## Excerpted text
Umm... not speaking as a moderator here, just as a concerned participent in this thread.

Maybe we should kind of leave all the other issues about whether Toshindo or Bujinkan now or in the old days is better, etc outside of this conversation and keep talking about the use of armored assailent scenario training in Toshindo.

 :asian:


----------



## Connovar (Apr 25, 2005)

Sounds like a good idea to me as this thread is getting distracted. Has anyone here actually done the bulletman in Steve Hayes program. The bulletmen at RMCAT attack in an unscripted manner and the individual has to fight them off using whatever method they find best. Is that how Hayes does it or does he for example use the padded assailant as an opportunity to go full contact yet using a specific technique?


----------



## Deaf (Apr 25, 2005)

I don't know if you missed the previous post however, SKH does NOT teach or implement the "bulletman" training within his program.  He uses the "red man" suit from macho which I have participated in during their testing procedures for rank when I was training with them 

All that was done was the red man dude attacked the the student who was being tested for their next rank.  Specific attacks were used to meet the specific requirments for the next rank the student was testing for.

That was all it was.  I don't know if that is still the way it is being used today.


----------



## Michael Stinson (Apr 25, 2005)

From Mr. Hayes:

http://www.quest-l.com/collection/peyton.php

In To-Shin Do we do utilize various training equipment as ONE tool to our training.  Depending upon the level of training students may be asked to use gloves, chest protectors, head and face protection, arm/shin protection, etc.  These are in no way used all the time...they are for one specific type of training.

I do know the Redman suit has been utilized in Dayton during graduations, and likely it is used at other times, but I personally have not seen it brought out all that often.  The standard equipment as I mentioned above is far more common.

There are pros and cons to all types of training.  One must understand the limitations of the various methods and what you are gaining/losing while utilizing each.

## Exercise aim
Copy everything in the forum thread from "## Deaf (Apr" down to "Stinson (Apr 25, 2005)", swapping "rank" for "belt" each time it appears. The material after this point stands apart from the forum thread.

Pointing and labeling entries
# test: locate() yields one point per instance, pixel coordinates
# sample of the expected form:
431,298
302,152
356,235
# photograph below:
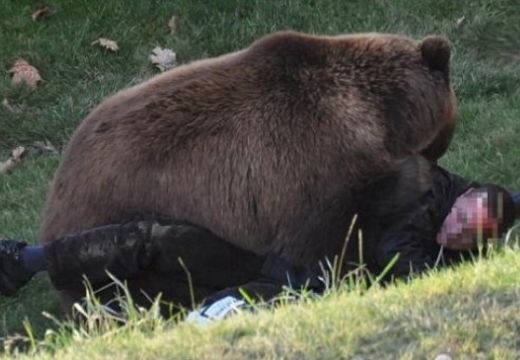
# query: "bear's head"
407,83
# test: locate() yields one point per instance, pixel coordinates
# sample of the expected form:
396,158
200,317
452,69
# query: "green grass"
77,76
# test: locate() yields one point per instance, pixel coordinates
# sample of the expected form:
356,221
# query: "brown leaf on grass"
16,109
16,156
22,72
43,12
7,106
172,24
45,147
460,21
163,59
106,44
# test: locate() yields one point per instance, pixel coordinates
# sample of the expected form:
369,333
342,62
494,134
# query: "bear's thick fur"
266,147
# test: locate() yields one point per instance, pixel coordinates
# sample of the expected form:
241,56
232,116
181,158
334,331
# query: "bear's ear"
435,52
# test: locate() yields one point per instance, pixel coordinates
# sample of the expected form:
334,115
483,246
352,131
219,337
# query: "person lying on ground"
441,226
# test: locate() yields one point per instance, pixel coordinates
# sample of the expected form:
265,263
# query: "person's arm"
410,247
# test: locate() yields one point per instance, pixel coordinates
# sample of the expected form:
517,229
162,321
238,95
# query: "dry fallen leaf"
16,156
164,59
11,108
23,72
45,147
460,21
172,24
106,44
7,106
42,12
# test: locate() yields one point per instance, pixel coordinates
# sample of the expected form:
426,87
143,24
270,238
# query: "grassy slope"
470,313
77,76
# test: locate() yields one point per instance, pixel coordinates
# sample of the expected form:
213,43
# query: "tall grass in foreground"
481,283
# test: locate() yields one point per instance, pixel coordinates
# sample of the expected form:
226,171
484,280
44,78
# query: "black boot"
13,274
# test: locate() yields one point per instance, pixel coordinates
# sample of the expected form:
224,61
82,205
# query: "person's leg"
129,250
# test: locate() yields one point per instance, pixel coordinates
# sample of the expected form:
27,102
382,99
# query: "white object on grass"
217,311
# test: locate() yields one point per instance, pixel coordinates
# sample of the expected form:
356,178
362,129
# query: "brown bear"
266,147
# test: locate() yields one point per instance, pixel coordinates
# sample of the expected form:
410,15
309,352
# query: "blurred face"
469,218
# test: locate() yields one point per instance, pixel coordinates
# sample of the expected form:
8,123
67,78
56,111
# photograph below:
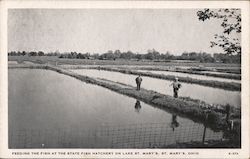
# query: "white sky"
100,30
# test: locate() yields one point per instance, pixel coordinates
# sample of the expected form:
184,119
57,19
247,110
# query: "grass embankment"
187,108
46,59
189,71
232,86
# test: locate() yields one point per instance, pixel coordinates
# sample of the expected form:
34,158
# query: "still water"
202,77
208,94
51,110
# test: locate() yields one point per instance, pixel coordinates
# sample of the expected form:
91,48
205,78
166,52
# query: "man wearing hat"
176,87
138,81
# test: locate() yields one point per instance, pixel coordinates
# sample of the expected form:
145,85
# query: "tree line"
151,55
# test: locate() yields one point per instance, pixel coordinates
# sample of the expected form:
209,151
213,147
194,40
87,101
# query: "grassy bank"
46,59
189,71
232,86
184,107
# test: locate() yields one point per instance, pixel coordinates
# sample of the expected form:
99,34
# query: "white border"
203,153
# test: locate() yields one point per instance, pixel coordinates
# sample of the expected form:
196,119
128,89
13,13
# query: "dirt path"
213,117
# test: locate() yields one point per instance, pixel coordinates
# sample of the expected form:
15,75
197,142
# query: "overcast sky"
100,30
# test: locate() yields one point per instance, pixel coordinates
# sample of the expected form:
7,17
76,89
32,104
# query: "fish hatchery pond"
208,94
51,110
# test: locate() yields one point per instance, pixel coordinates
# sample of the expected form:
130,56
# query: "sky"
100,30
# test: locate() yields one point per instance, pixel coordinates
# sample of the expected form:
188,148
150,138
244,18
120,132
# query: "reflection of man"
138,81
174,123
137,106
176,87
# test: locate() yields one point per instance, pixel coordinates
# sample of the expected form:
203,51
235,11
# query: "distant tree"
32,53
40,53
23,53
117,54
231,23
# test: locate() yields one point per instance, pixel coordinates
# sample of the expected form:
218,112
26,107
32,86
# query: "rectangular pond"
207,94
201,77
50,110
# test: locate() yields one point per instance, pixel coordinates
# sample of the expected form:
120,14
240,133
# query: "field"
215,103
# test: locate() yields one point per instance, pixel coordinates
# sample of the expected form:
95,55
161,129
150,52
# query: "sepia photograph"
126,78
140,78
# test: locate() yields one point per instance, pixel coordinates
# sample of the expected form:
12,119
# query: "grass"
45,59
232,86
190,71
192,109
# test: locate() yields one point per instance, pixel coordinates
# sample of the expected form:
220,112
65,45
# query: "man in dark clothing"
176,87
137,106
138,81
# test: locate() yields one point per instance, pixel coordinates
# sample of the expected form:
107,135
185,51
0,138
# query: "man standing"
176,87
138,81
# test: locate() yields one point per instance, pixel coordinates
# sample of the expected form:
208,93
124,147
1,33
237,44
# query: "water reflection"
207,94
137,106
145,135
174,122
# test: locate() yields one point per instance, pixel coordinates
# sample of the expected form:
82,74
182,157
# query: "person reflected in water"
138,81
176,86
137,106
174,122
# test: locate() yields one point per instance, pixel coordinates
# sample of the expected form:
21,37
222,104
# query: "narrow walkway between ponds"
189,108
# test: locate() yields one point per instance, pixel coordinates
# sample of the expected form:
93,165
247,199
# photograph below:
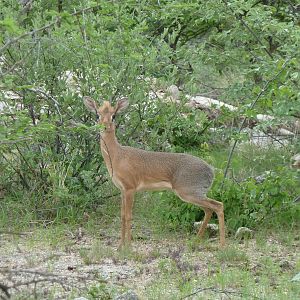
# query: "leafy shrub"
246,203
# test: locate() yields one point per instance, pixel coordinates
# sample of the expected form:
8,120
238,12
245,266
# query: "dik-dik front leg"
126,216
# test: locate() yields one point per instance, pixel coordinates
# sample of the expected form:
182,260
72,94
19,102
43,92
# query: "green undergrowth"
259,191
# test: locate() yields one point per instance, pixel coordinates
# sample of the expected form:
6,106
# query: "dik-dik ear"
90,104
121,104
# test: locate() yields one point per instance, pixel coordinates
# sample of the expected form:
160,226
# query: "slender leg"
220,215
128,213
123,220
208,214
211,205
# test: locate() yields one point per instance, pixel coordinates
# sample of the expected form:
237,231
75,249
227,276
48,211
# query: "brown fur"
133,170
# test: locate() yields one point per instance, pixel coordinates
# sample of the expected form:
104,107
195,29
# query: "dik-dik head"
106,111
296,161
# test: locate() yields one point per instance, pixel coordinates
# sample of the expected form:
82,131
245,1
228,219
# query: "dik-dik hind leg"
128,213
208,214
209,206
126,216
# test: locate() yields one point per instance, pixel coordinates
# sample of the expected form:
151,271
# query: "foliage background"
243,52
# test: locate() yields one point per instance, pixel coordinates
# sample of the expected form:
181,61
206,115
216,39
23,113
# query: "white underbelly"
163,185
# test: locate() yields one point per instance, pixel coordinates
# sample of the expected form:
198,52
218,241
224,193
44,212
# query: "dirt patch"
41,270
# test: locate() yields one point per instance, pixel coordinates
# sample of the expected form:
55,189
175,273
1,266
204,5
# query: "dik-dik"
134,170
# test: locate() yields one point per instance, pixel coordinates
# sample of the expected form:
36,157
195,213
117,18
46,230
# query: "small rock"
243,233
285,265
129,295
212,229
296,277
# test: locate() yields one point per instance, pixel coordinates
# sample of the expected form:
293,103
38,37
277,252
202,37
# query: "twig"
239,17
33,32
5,289
245,118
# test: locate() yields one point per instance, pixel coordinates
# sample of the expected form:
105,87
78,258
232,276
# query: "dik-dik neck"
109,143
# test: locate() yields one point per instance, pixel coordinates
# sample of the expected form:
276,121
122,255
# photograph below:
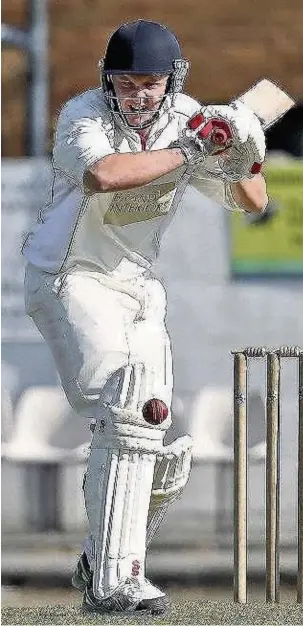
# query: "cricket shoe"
131,595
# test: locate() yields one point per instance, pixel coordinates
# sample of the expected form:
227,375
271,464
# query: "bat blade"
268,101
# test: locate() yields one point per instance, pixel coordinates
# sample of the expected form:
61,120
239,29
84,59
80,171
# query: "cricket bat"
268,101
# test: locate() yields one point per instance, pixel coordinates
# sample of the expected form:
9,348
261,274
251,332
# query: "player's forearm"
251,194
118,172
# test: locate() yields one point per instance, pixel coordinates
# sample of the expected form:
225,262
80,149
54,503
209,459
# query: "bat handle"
219,136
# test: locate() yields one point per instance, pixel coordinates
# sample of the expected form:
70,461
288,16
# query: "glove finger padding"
241,134
245,158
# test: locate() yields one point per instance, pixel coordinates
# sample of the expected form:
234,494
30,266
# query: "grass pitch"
181,612
188,606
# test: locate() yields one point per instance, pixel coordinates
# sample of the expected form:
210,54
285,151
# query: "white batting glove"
218,128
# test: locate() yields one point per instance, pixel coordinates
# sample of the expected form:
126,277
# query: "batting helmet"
143,47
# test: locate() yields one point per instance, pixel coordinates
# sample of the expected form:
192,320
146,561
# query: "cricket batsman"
124,154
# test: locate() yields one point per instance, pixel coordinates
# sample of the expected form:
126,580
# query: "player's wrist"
189,150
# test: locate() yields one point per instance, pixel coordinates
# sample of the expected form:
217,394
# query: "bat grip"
219,136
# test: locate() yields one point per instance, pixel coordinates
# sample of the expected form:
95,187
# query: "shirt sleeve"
79,143
208,182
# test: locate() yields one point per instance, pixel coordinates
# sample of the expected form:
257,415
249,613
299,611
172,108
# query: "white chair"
211,425
7,416
41,414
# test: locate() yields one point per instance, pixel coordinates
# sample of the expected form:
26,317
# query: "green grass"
197,611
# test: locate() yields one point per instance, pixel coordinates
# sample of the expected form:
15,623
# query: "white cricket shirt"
117,233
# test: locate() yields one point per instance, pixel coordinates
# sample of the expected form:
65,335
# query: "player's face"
139,96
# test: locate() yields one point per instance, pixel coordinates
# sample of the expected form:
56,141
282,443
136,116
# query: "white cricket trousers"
94,325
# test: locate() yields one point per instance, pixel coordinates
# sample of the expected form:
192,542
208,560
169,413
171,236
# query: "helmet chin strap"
174,85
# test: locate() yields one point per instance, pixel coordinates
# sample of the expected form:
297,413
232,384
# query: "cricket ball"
155,411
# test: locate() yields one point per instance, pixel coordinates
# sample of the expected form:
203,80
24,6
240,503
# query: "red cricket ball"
155,411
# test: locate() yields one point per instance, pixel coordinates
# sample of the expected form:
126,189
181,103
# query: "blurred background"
237,282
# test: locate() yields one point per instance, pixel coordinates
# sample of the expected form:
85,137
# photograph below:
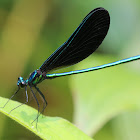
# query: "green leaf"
103,94
49,128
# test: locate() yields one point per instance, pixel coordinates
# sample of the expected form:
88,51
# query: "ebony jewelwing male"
83,42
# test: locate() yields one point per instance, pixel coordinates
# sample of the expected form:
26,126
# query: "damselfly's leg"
37,105
11,97
22,103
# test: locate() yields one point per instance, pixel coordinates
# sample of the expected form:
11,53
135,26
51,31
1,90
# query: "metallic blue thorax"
36,77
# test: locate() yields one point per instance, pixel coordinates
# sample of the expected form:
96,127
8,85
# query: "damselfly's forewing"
83,42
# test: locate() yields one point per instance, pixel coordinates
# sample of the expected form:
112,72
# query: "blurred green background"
104,104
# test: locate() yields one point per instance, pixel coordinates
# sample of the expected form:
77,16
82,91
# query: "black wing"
83,42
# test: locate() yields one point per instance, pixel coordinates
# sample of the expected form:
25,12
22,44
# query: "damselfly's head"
21,83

## Answer to the task
## Deaf (Apr 25, 2005)

I don't know if you missed the previous post however, SKH does NOT teach or implement the "bulletman" training within his program.  He uses the "red man" suit from macho which I have participated in during their testing procedures for belt when I was training with them 

All that was done was the red man dude attacked the the student who was being tested for their next belt.  Specific attacks were used to meet the specific requirments for the next belt the student was testing for.

That was all it was.  I don't know if that is still the way it is being used today.


----------



## Michael Stinson (Apr 25, 2005)